── Input for this task

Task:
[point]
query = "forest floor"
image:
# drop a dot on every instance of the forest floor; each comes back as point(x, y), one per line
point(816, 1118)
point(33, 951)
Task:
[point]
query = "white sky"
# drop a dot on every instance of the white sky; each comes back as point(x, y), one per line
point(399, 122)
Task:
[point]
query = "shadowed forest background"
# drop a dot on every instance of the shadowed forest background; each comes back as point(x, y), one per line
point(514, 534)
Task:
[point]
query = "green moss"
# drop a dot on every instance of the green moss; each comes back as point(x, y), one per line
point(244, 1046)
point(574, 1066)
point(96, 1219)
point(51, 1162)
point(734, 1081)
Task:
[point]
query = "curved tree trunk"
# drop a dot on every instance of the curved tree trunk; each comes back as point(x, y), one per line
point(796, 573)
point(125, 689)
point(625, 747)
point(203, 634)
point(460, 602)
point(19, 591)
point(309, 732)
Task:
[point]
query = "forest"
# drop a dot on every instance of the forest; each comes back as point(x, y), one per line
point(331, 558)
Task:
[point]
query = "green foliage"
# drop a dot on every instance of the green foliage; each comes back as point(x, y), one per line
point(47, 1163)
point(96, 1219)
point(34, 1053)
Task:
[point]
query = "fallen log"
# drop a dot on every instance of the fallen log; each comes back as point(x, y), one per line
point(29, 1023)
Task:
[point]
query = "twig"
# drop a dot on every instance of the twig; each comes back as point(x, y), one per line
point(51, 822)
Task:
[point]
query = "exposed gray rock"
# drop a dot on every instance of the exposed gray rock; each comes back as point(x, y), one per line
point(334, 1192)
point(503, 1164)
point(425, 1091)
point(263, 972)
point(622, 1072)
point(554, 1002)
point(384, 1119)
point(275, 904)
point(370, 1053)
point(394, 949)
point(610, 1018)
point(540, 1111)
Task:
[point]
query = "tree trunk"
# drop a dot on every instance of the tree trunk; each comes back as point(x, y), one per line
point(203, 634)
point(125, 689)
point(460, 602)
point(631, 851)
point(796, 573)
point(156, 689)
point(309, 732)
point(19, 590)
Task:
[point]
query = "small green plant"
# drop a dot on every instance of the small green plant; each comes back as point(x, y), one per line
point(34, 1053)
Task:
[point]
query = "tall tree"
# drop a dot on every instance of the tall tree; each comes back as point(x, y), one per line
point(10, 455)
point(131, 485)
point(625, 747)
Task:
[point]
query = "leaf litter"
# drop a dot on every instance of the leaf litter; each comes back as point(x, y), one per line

────

Repeat every entry exactly, please.

(Answer to the task)
Task:
[point]
query = "forest floor"
image:
# drop a dot on every instance of the forest floor; each comes back as point(x, y), one per line
point(816, 1118)
point(33, 951)
Task:
[point]
query = "white sky"
# drop a dot on every instance of the white sky; each comes back as point(x, y), one per line
point(399, 122)
Task:
[point]
query = "shadowed forest background"
# drop a dot on every instance of the shadowed forest background; each comes back as point(x, y), one per line
point(514, 534)
Task:
[point]
query = "green moss"
# drop a dot on every instance of the green moss; each comes back as point(x, y), one per line
point(244, 1046)
point(574, 1066)
point(96, 1219)
point(51, 1162)
point(734, 1081)
Task:
[point]
query = "curved tree trunk"
# drop a dot on every instance of the curved tree trunk; each comes back as point(x, y), one per line
point(796, 573)
point(125, 689)
point(625, 747)
point(203, 634)
point(460, 602)
point(19, 591)
point(309, 732)
Task:
[point]
query = "forest"
# drop a dot on every instance of the forest; each comes back as point(x, y), one per line
point(331, 558)
Task:
[point]
query = "green foliage"
# drop a dot on every instance of the green foliage; each comes back as point(x, y), one per line
point(47, 1163)
point(96, 1219)
point(34, 1053)
Task:
[point]
query = "fallen log"
# drop a dot on every instance of the fallen log; each comes back as point(x, y), one per line
point(29, 1023)
Task:
[point]
query = "twig"
# drop a dot on every instance of the twig; each comes back as point(x, y), one per line
point(51, 822)
Task:
[point]
query = "exposed gray rock"
# drop a dot on every instance of the exposed gray rock; each comes back as point(x, y), one per line
point(334, 1192)
point(503, 1164)
point(425, 1091)
point(263, 972)
point(622, 1072)
point(554, 1002)
point(384, 1119)
point(275, 904)
point(370, 1053)
point(394, 949)
point(610, 1018)
point(540, 1111)
Task:
[point]
query = "tree trunk"
# drop a dot on every instance of the tree trunk; each comes back as point(x, y), one per line
point(203, 634)
point(125, 689)
point(460, 602)
point(631, 851)
point(796, 573)
point(156, 689)
point(309, 732)
point(19, 590)
Task:
[point]
query = "small green plant"
# drop a dot on every instance of the small green plant; each comes back as point(x, y), one per line
point(34, 1053)
Task:
[point]
query = "tall tree"
# drop a dot on every instance of the tall tree; each comes back as point(x, y), one per line
point(10, 455)
point(131, 485)
point(625, 747)
Task:
[point]
query = "leaf litter"
# drop a dot on every instance of the leaf litter; each comes back as point(x, y), one per line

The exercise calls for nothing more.